#### Things to do:
**a)** In the article about the Tooth and Claw podcast, why did Claire Bye get back into the river after she had climbed out onto a pontoon? Answer in one to three sentences.
**b)** Using the article about the Tooth and Claw podcast, say yes or no to each statement and quote the words of the article that decide it: (i) Claire Bye was in the Bolivian Amazon when the dolphin bit her. (ii) Smith and Larson watched the attack as it happened. (iii) The episode was recorded in a cabin outside Salt Lake City.
**c)** Continue the article about the Tooth and Claw podcast, starting right after its last sentence.

#### Text excerpt:
How Three Bros in Their Thirties Turned Their Animal Obsession into a Binge-Worthy Podcast

This article originally appeared on Outside

When a British woman named Claire Bye plunged into the Yacuma River in the Bolivian Amazon last January to frolic with pink river dolphins, she couldn't have conjured a more Disneyesque scene.

She was three months into a life-altering journey across Central and South America, and she found herself surrounded by tropical birds, humming cicadas, and swimming companions that seemed as dreamy as unicorns. It was heaven--until it wasn't. Someone in her tour group picked up a baby dolphin, and the pod became agitated and commenced ramming people. Wisely, Bye climbed out of the water and watched from a pontoon. But when she jumped in later to retrieve a wayward water bottle, one of the creatures chomped her foot and held on. She started screaming.

"Oh, my gosh!" blurted out Mike Smith.

"Jeez!" said Jeff Larson.

"Man," said Smith.

Smith and Larson weren't watching this live, of course. They were four months and 4,739 miles removed from the attack, ensconced with snacks and sodas in a cozy, snow-covered mountain cabin outside Salt Lake City. More precisely, they were assembled around a coffee table arrayed with audio equipment, recording the latest episode of Tooth and Claw, the world's most popular wildlife podcast.

#### Supplied data:
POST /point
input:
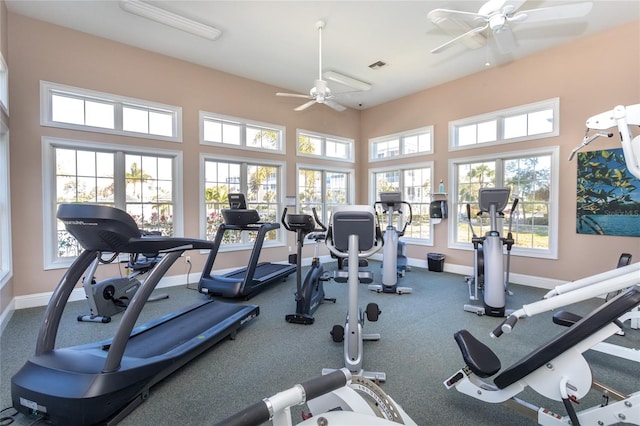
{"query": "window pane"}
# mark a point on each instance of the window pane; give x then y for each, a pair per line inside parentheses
(231, 133)
(309, 188)
(135, 120)
(99, 114)
(417, 192)
(67, 110)
(337, 149)
(488, 131)
(161, 123)
(212, 131)
(515, 127)
(541, 122)
(467, 135)
(410, 145)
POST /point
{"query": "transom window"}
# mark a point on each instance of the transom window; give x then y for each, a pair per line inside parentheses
(323, 189)
(139, 182)
(314, 144)
(415, 185)
(4, 85)
(81, 109)
(405, 144)
(532, 177)
(239, 133)
(531, 121)
(261, 182)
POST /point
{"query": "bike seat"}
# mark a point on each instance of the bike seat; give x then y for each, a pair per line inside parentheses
(480, 359)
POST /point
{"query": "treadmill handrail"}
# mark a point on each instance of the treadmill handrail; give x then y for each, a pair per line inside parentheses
(53, 314)
(131, 314)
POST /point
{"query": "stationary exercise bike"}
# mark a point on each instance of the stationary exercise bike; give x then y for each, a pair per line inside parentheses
(354, 234)
(310, 292)
(112, 296)
(488, 268)
(394, 259)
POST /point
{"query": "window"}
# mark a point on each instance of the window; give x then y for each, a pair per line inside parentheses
(260, 182)
(323, 189)
(532, 121)
(415, 184)
(405, 144)
(311, 144)
(4, 85)
(141, 182)
(80, 109)
(5, 208)
(239, 133)
(532, 177)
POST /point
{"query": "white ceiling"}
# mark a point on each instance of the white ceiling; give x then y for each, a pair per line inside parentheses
(276, 42)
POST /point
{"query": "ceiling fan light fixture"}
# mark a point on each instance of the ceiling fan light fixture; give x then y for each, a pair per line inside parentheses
(171, 19)
(346, 80)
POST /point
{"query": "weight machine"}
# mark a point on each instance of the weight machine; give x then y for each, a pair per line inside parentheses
(488, 264)
(394, 258)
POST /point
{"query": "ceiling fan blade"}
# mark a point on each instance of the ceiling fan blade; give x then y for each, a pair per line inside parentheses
(305, 105)
(505, 40)
(565, 11)
(293, 95)
(346, 80)
(334, 105)
(468, 34)
(438, 15)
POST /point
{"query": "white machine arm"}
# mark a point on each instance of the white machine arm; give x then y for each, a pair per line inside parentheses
(580, 290)
(622, 117)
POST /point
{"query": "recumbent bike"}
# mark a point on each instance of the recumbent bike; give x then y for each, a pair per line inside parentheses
(310, 292)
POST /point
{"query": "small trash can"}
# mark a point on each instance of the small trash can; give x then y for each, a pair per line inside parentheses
(435, 261)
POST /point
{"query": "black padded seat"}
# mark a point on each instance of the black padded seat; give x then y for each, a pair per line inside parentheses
(588, 325)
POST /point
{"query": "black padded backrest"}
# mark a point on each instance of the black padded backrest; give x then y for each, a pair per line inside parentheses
(354, 222)
(99, 228)
(588, 325)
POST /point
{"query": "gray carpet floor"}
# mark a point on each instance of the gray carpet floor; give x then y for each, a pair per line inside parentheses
(417, 351)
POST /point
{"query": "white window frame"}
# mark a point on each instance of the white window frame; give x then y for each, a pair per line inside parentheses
(280, 240)
(48, 89)
(324, 138)
(554, 152)
(4, 85)
(49, 144)
(6, 263)
(350, 189)
(499, 117)
(401, 136)
(243, 124)
(402, 169)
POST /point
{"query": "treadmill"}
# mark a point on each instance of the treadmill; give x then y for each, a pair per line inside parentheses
(247, 281)
(102, 382)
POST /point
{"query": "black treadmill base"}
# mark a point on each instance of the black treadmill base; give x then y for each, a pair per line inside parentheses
(67, 386)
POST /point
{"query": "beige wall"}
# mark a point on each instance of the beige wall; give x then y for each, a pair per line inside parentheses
(6, 291)
(589, 76)
(39, 51)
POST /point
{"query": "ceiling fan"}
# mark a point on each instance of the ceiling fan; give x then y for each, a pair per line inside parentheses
(497, 16)
(320, 92)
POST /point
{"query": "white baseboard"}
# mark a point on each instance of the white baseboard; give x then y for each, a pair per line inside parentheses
(41, 299)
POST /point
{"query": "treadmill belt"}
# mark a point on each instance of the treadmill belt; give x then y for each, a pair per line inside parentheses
(262, 270)
(169, 335)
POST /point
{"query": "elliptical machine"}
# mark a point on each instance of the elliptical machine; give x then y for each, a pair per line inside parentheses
(394, 259)
(310, 293)
(488, 267)
(112, 295)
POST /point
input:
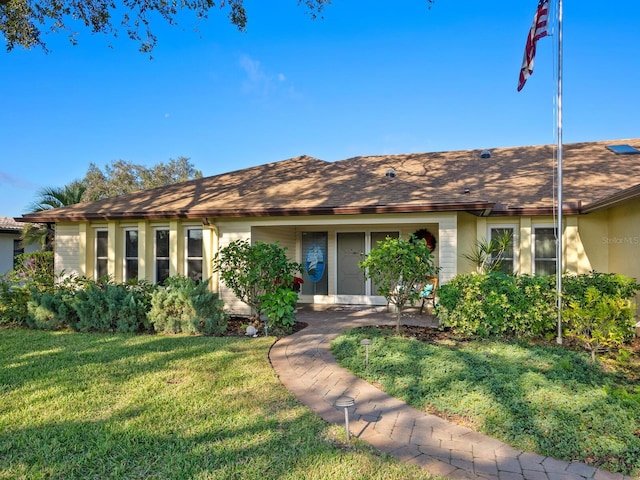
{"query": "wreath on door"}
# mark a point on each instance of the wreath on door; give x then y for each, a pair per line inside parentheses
(428, 238)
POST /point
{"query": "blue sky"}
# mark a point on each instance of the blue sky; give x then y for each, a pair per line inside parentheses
(373, 77)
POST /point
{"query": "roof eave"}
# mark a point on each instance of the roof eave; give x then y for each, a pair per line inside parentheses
(622, 196)
(476, 207)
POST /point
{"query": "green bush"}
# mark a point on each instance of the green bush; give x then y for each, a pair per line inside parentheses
(13, 302)
(34, 273)
(183, 305)
(54, 308)
(280, 308)
(111, 307)
(495, 304)
(258, 273)
(596, 306)
(600, 322)
(574, 287)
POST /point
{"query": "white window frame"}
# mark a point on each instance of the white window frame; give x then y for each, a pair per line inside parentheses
(124, 251)
(187, 258)
(515, 240)
(97, 258)
(155, 250)
(534, 228)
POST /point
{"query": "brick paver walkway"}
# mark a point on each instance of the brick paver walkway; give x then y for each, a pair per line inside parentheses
(308, 369)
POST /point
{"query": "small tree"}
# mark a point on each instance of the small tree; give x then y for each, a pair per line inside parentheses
(257, 274)
(397, 266)
(600, 322)
(487, 256)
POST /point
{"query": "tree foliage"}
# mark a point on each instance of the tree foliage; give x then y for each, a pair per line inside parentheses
(261, 276)
(397, 266)
(487, 255)
(121, 177)
(23, 22)
(48, 198)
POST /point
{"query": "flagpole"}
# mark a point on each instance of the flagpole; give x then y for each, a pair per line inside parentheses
(559, 249)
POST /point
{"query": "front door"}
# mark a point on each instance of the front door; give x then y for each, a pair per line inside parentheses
(351, 249)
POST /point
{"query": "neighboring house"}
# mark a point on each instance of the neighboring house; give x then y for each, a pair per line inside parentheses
(10, 243)
(329, 214)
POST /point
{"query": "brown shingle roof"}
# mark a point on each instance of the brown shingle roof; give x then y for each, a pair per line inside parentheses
(513, 180)
(9, 225)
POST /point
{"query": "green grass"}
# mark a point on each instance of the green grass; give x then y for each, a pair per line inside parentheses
(545, 399)
(91, 406)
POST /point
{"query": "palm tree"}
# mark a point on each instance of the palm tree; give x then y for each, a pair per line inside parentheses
(55, 197)
(48, 199)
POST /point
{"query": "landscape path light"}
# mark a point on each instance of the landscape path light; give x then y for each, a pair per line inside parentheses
(346, 402)
(366, 342)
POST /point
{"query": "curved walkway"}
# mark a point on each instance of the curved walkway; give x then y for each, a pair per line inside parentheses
(307, 368)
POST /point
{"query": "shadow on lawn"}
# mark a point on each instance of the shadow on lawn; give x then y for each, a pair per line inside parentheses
(545, 399)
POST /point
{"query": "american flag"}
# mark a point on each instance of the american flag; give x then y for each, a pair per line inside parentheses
(538, 30)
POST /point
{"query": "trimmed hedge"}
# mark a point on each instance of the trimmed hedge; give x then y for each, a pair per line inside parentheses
(186, 306)
(495, 304)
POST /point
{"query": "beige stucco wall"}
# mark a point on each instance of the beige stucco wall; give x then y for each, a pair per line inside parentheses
(603, 241)
(468, 226)
(622, 241)
(66, 255)
(593, 231)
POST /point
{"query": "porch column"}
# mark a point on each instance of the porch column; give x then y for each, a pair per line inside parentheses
(448, 247)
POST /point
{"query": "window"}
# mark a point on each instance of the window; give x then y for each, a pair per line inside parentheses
(162, 255)
(130, 255)
(17, 250)
(193, 255)
(544, 251)
(509, 257)
(102, 254)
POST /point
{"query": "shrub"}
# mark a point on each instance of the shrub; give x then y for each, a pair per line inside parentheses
(13, 301)
(600, 321)
(396, 267)
(496, 304)
(574, 287)
(109, 307)
(53, 309)
(34, 273)
(596, 306)
(183, 305)
(280, 308)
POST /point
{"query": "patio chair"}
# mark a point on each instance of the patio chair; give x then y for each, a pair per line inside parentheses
(428, 292)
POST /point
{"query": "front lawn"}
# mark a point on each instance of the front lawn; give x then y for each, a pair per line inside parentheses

#### Responses per task:
**a)** She had climbed out because the pod had become agitated and was ramming people. She jumped back in later to retrieve a wayward water bottle, and that was when one of the dolphins bit her foot.

**b)**
(i) Yes: "plunged into the Yacuma River in the Bolivian Amazon"
(ii) No: "Smith and Larson weren't watching this live, of course."
(iii) Yes: "a cozy, snow-covered mountain cabin outside Salt Lake City"

**c)**
Twenty-six minutes into the episode, Mike and Jeff were hanging on every turn of Bye's dire situation, as described to them by Wes Larson, a wildlife biologist who is also Jeff's older brother. Each week for the past three years, Wes has shared a harrowing tale of human-wildlife conflict, peppered with scientific insights, conservation intel, and tips on surviving dustups with nature's scariest predators--or, in this case, predators the color of a Barbie Dreamhouse.

"What's the tooth situation again with these dolphins?" Mike asked.

"They have 100 to 140 teeth," Wes said, sounding like a human Wikipedia page. "And they have different types of teeth. The front teeth--what it used to grab her foot--they're very sharp. They're used for grabbing and ripping."

With Claire now missing the top of her foot and spewing blood, it was not the time for Jeff and Mike to go full goofball, which is essentially their role on Tooth and Claw. But leading up to the attack, they'd been having a field day. Before Wes described the dolphins' long snouts, bulbous heads, and chubby cheeks, he encouraged the guys to search for visuals online. The creature quickly drew comparisons to "a sausage seared on one side," "genitalia," and "your newborn nephew that's just ugly." Wes explained that the dolphins are born gray but become increasingly pink from abrasions sustained while fighting.

Wes: "Males are typically much more pink, because they fight a lot."

Jeff: "Tough guys wear pink in dolphin world."

Mike: "It's like Seamus in WWE. You know who Seamus is?"

Wes: "No idea."

Mike: "Super-pale Irish guy who gets slapped and turns bright pink."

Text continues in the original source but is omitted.